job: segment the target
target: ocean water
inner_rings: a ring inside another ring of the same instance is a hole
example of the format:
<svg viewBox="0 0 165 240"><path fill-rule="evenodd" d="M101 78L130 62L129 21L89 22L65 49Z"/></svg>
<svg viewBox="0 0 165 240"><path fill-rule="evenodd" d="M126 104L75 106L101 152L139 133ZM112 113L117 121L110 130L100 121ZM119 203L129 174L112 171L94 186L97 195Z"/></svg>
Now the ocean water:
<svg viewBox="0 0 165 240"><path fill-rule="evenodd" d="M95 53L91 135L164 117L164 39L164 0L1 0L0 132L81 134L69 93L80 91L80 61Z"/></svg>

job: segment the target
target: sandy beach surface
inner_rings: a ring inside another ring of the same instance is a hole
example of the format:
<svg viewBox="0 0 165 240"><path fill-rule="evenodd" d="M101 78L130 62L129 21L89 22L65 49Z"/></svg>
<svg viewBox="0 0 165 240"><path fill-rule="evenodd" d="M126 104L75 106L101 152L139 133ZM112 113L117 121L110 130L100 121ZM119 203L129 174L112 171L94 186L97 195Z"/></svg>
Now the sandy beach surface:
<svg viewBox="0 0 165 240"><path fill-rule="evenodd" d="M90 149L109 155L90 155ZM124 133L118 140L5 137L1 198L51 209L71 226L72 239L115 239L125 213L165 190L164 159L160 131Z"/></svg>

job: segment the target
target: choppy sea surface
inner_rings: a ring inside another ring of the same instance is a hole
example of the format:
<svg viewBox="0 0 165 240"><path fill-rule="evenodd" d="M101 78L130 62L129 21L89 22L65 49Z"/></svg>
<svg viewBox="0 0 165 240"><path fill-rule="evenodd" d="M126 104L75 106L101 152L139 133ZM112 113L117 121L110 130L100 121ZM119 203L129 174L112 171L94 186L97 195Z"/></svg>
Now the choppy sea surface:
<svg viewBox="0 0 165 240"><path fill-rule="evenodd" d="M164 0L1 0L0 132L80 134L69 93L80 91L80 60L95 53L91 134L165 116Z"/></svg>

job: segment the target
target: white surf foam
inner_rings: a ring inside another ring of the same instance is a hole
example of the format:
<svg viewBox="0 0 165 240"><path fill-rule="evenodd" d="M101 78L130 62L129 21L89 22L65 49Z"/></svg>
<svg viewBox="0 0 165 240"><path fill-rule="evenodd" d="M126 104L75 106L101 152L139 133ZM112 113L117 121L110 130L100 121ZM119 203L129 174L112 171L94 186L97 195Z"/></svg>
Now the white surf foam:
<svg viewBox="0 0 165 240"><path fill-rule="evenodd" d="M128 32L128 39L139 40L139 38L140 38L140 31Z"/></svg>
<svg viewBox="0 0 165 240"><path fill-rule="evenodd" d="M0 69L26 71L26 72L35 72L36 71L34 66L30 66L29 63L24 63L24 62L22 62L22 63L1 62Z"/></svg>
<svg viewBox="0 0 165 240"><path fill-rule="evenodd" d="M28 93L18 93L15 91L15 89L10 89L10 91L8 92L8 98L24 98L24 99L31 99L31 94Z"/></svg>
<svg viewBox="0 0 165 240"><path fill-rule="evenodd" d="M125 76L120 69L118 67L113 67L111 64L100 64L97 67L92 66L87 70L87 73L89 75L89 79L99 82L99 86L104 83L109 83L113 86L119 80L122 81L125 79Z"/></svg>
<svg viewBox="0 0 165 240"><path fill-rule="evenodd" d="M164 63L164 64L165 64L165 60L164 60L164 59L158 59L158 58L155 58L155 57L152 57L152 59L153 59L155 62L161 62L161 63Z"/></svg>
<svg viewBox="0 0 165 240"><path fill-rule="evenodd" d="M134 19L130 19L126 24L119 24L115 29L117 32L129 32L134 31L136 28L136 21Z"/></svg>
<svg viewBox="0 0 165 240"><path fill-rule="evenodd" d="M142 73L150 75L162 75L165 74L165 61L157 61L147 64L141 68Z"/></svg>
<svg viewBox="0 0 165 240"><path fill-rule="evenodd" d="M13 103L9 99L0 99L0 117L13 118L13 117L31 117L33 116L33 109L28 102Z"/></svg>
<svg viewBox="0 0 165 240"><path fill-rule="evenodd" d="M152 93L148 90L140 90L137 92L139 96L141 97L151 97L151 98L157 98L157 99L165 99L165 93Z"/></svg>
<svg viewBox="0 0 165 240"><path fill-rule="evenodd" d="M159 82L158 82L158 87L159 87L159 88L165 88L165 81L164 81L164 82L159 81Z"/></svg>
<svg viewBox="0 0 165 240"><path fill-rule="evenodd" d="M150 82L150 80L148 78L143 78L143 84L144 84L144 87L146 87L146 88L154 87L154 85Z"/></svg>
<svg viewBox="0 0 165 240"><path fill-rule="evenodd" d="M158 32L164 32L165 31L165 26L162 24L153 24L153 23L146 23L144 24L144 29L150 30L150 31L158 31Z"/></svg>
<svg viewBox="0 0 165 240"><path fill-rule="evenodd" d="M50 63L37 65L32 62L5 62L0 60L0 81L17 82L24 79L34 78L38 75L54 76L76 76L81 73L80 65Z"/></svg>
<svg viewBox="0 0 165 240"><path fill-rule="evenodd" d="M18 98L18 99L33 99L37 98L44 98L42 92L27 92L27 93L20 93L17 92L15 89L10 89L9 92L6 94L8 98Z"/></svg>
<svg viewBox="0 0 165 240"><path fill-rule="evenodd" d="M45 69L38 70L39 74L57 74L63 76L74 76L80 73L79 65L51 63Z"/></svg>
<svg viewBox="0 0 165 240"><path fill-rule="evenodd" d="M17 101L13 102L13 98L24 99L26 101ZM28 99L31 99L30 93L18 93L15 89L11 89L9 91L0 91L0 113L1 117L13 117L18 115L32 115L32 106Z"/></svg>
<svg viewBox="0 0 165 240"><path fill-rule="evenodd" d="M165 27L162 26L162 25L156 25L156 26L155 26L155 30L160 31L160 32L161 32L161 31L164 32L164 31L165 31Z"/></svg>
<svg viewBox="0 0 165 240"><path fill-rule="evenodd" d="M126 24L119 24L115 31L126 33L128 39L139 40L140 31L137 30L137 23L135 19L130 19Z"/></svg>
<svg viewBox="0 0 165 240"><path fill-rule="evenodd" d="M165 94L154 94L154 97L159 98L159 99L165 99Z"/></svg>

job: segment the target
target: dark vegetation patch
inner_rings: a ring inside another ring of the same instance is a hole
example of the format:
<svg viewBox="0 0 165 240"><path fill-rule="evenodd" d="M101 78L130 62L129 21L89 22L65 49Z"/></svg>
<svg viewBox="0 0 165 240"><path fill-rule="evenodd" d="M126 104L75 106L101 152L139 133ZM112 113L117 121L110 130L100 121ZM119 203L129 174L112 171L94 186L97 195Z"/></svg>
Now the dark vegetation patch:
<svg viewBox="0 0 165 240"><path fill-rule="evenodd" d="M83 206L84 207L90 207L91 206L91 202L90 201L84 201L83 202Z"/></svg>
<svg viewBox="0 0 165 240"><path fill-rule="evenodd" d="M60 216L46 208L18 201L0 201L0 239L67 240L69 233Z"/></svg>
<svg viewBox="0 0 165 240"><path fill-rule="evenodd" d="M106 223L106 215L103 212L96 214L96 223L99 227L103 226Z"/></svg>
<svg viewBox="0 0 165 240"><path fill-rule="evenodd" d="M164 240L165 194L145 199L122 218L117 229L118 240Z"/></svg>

* [Aim of the exercise]: Output every line of the listing exactly as written.

* [Finished task]:
job: segment the target
target: ocean water
inner_rings: a ring inside another ring of the same instance is a hole
example of the format:
<svg viewBox="0 0 165 240"><path fill-rule="evenodd" d="M101 78L130 62L129 21L89 22L65 49Z"/></svg>
<svg viewBox="0 0 165 240"><path fill-rule="evenodd" d="M126 104L75 106L101 152L139 133ZM112 113L117 121L110 130L100 121ZM119 203L129 174L112 171L94 186L97 195Z"/></svg>
Now the ocean water:
<svg viewBox="0 0 165 240"><path fill-rule="evenodd" d="M95 53L91 135L164 117L164 39L164 0L1 0L0 132L81 134L69 93L80 91L80 61Z"/></svg>

job: segment the target
target: sandy beach surface
inner_rings: a ring inside another ring of the same instance is a hole
example of the format:
<svg viewBox="0 0 165 240"><path fill-rule="evenodd" d="M101 78L130 62L129 21L89 22L65 49Z"/></svg>
<svg viewBox="0 0 165 240"><path fill-rule="evenodd" d="M126 104L75 106L101 152L139 133ZM112 113L117 121L110 130L100 121ZM119 203L129 174L112 171L94 186L97 195Z"/></svg>
Now the sandy beach surface:
<svg viewBox="0 0 165 240"><path fill-rule="evenodd" d="M90 149L109 155L90 155ZM124 133L118 140L5 137L1 198L51 209L71 226L72 239L115 239L125 213L165 190L164 159L160 131Z"/></svg>

job: segment the target
target: choppy sea surface
inner_rings: a ring inside another ring of the same instance is a hole
example of the format:
<svg viewBox="0 0 165 240"><path fill-rule="evenodd" d="M101 78L130 62L129 21L89 22L65 49Z"/></svg>
<svg viewBox="0 0 165 240"><path fill-rule="evenodd" d="M126 104L75 106L101 152L139 133ZM112 113L117 121L110 130L100 121ZM119 203L129 174L112 171L94 186L97 195Z"/></svg>
Now the choppy sea surface:
<svg viewBox="0 0 165 240"><path fill-rule="evenodd" d="M164 0L1 0L0 132L80 134L69 93L80 91L80 60L95 53L91 134L165 116Z"/></svg>

job: segment the target
target: white surf foam
inner_rings: a ring inside another ring of the same instance is a hole
example of the format:
<svg viewBox="0 0 165 240"><path fill-rule="evenodd" d="M101 78L130 62L129 21L89 22L65 49Z"/></svg>
<svg viewBox="0 0 165 240"><path fill-rule="evenodd" d="M126 104L75 106L101 152L139 133ZM112 113L117 121L110 130L100 121ZM119 203L129 174L112 171L94 186L97 195Z"/></svg>
Now the white surf foam:
<svg viewBox="0 0 165 240"><path fill-rule="evenodd" d="M128 32L128 39L139 40L139 38L140 38L140 31Z"/></svg>
<svg viewBox="0 0 165 240"><path fill-rule="evenodd" d="M0 69L26 71L26 72L35 72L36 71L34 66L30 66L29 63L24 63L24 62L22 62L22 63L1 62Z"/></svg>
<svg viewBox="0 0 165 240"><path fill-rule="evenodd" d="M28 93L18 93L15 91L15 89L10 89L10 91L8 92L8 98L24 98L24 99L31 99L31 94Z"/></svg>
<svg viewBox="0 0 165 240"><path fill-rule="evenodd" d="M125 76L120 69L118 67L113 67L111 64L100 64L97 67L92 66L87 70L87 73L89 75L89 79L99 82L99 86L104 83L109 83L113 86L119 80L122 81L125 79Z"/></svg>
<svg viewBox="0 0 165 240"><path fill-rule="evenodd" d="M164 63L164 64L165 64L165 60L164 60L164 59L158 59L158 58L155 58L155 57L152 57L152 59L153 59L155 62L161 62L161 63Z"/></svg>
<svg viewBox="0 0 165 240"><path fill-rule="evenodd" d="M134 19L130 19L126 24L119 24L115 29L117 32L129 32L134 31L136 28L136 21Z"/></svg>
<svg viewBox="0 0 165 240"><path fill-rule="evenodd" d="M142 73L150 75L162 75L165 74L165 61L157 61L147 64L141 68Z"/></svg>
<svg viewBox="0 0 165 240"><path fill-rule="evenodd" d="M13 103L9 99L0 99L0 117L13 118L13 117L31 117L33 116L33 109L28 102Z"/></svg>
<svg viewBox="0 0 165 240"><path fill-rule="evenodd" d="M152 93L148 90L140 90L137 92L139 96L141 97L151 97L151 98L157 98L157 99L165 99L165 93Z"/></svg>
<svg viewBox="0 0 165 240"><path fill-rule="evenodd" d="M159 82L158 82L158 87L159 87L159 88L165 88L165 81L164 81L164 82L159 81Z"/></svg>
<svg viewBox="0 0 165 240"><path fill-rule="evenodd" d="M150 82L150 80L148 78L143 78L143 84L144 84L144 87L146 87L146 88L154 87L154 85Z"/></svg>
<svg viewBox="0 0 165 240"><path fill-rule="evenodd" d="M158 32L164 32L165 31L165 26L162 24L153 24L153 23L146 23L144 24L144 29L150 30L150 31L158 31Z"/></svg>
<svg viewBox="0 0 165 240"><path fill-rule="evenodd" d="M50 63L37 65L32 62L5 62L0 60L0 81L17 82L24 79L34 78L38 75L54 76L76 76L81 73L80 65Z"/></svg>
<svg viewBox="0 0 165 240"><path fill-rule="evenodd" d="M18 98L18 99L33 99L37 98L44 98L42 92L27 92L27 93L20 93L17 92L15 89L10 89L9 92L6 94L8 98Z"/></svg>
<svg viewBox="0 0 165 240"><path fill-rule="evenodd" d="M45 69L38 70L39 74L57 74L63 76L74 76L80 73L79 65L51 63Z"/></svg>
<svg viewBox="0 0 165 240"><path fill-rule="evenodd" d="M17 101L13 102L13 98L24 99L26 101ZM28 99L31 99L30 93L18 93L15 89L11 89L9 91L0 91L0 113L1 117L13 117L18 115L32 115L32 106Z"/></svg>
<svg viewBox="0 0 165 240"><path fill-rule="evenodd" d="M165 27L162 26L162 25L156 25L156 26L155 26L155 30L160 31L160 32L161 32L161 31L164 32L164 31L165 31Z"/></svg>
<svg viewBox="0 0 165 240"><path fill-rule="evenodd" d="M126 24L119 24L115 31L126 33L128 39L139 40L140 31L137 30L137 23L135 19L130 19Z"/></svg>
<svg viewBox="0 0 165 240"><path fill-rule="evenodd" d="M165 94L154 94L154 97L159 98L159 99L165 99Z"/></svg>

job: segment the target
target: dark vegetation patch
inner_rings: a ring inside another ring of the same instance is a hole
example of the format:
<svg viewBox="0 0 165 240"><path fill-rule="evenodd" d="M101 78L130 62L129 21L89 22L65 49Z"/></svg>
<svg viewBox="0 0 165 240"><path fill-rule="evenodd" d="M126 104L75 106L101 152L139 133ZM112 113L117 121L110 130L100 121ZM119 203L129 174L112 171L94 186L97 195Z"/></svg>
Now the dark vegetation patch:
<svg viewBox="0 0 165 240"><path fill-rule="evenodd" d="M83 206L84 207L90 207L91 206L91 202L90 201L84 201L83 202Z"/></svg>
<svg viewBox="0 0 165 240"><path fill-rule="evenodd" d="M60 216L46 208L18 201L0 201L0 239L67 240L69 233Z"/></svg>
<svg viewBox="0 0 165 240"><path fill-rule="evenodd" d="M106 223L106 215L103 212L96 214L96 223L99 227L103 226Z"/></svg>
<svg viewBox="0 0 165 240"><path fill-rule="evenodd" d="M164 240L165 194L145 199L122 218L117 229L118 240Z"/></svg>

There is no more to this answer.